__Work instructions__
Reproduce all the material exactly, minus any pictures it holds.

##### Input material

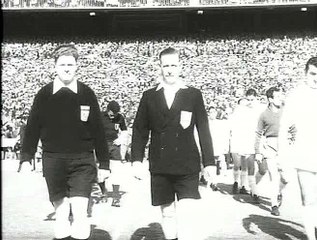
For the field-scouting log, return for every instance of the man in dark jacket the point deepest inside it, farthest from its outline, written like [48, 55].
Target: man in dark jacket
[66, 117]
[170, 112]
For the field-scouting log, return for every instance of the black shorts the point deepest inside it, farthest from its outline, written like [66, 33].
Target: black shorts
[114, 151]
[165, 186]
[69, 177]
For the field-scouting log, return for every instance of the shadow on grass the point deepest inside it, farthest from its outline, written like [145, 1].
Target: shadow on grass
[275, 227]
[153, 231]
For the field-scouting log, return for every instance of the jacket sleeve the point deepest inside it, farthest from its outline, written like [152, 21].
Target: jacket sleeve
[140, 134]
[32, 132]
[258, 134]
[101, 147]
[203, 130]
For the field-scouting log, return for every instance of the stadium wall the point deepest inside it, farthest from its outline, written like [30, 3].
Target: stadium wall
[104, 22]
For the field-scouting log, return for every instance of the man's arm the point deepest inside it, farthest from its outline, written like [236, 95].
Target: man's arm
[140, 134]
[32, 132]
[203, 130]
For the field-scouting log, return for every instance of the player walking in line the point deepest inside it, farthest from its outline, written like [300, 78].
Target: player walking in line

##########

__Right answer__
For the field-scouting log, return for every instance of the man in dark jacket the point deepest inside it, farthest from its outline, written like [48, 55].
Target: man in dark jacket
[66, 117]
[170, 112]
For the field-scouting log, return for every instance of the black shorts the point deepest inside it, farthest from its outline, written like [66, 33].
Target: black shorts
[114, 151]
[165, 186]
[69, 177]
For the field-scouting log, return for every instance of the shadow on grass the point deepest inside it, farthest from its outline, written like [145, 1].
Target: shadow on grass
[275, 227]
[153, 231]
For the field-scouting log, return for every instance of the jacket sleeve the point deepest inside it, farthest from its outline, written like [152, 21].
Target: jacket sleeve
[140, 134]
[32, 132]
[258, 134]
[101, 147]
[203, 130]
For the field-scouting log, return for every instance of the stadium wall the point deepest inside it, farthest from its outline, written like [30, 3].
Target: stadium wall
[104, 22]
For the field-scouting log, return for every instance of the man's arm the point deepest inside it, farthest from its outline, written like [236, 95].
Target: man's arm
[140, 134]
[32, 132]
[203, 130]
For the field-scouting log, return for every instance of the player walking in line the point deepest inside it, farthest from its outline, written like [300, 78].
Target: player walking in line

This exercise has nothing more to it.